▸ **Requirement**: Locate each line in the material below that contains the string "tight", matching case, and copy those lines.

··· Task data

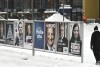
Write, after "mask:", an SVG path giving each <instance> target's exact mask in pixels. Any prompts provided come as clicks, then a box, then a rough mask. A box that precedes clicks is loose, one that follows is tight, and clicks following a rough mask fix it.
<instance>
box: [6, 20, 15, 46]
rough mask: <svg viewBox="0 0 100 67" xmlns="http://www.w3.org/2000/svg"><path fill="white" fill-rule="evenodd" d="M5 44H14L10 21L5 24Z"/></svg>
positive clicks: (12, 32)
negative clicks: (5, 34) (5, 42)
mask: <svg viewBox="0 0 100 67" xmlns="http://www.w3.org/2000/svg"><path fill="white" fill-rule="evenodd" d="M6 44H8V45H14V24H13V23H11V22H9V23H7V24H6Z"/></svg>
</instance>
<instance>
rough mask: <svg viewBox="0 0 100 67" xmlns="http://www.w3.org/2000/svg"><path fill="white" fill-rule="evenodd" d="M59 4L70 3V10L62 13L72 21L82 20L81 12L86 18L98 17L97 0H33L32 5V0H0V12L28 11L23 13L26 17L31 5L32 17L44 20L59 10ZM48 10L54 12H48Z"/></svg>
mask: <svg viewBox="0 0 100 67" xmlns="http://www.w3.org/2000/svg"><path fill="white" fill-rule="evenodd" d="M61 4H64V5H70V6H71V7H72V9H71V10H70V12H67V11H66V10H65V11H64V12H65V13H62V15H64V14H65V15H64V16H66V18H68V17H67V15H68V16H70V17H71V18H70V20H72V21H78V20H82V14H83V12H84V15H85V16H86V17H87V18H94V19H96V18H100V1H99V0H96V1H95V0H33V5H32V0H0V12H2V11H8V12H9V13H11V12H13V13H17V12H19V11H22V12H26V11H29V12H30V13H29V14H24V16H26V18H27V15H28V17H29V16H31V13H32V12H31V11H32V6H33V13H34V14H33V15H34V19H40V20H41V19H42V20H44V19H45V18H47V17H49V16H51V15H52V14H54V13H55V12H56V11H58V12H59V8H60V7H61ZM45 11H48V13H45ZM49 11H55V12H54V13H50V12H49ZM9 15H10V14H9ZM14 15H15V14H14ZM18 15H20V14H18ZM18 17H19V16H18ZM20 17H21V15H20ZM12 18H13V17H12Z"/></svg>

······
··· Task data

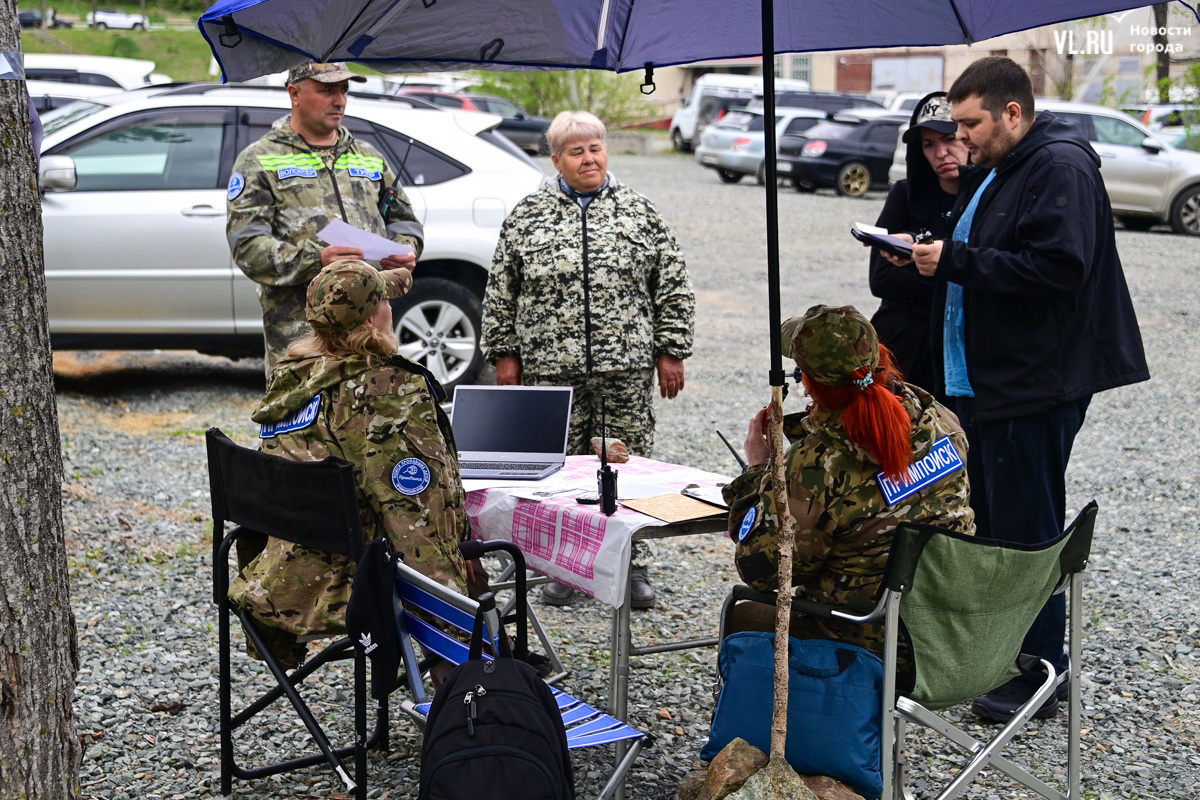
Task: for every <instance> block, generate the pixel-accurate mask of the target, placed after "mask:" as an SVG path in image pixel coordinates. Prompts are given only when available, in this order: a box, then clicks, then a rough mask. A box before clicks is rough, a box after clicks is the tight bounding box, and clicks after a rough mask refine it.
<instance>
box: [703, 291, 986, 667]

······

▸ **Task response**:
Write, after "mask:", an SVG path giving each <instance> target's exact mask in pixels. Any prompts provided come as clicks, then a box, then a rough mask. A box that precedes clicks is loose, one that follows is tight, and clicks following a rough mask fix it.
Task: for every <instance> block, generate the pixel-accurate mask of the target, placed after "mask:" as an SVG path in image pixel coordinates. Prompts are given only when available, in this order: a box, then clicks, then a rough mask. A box before clicks is rough, a box after clicks is the tight bounding box, and clicks after a rough mask refine it.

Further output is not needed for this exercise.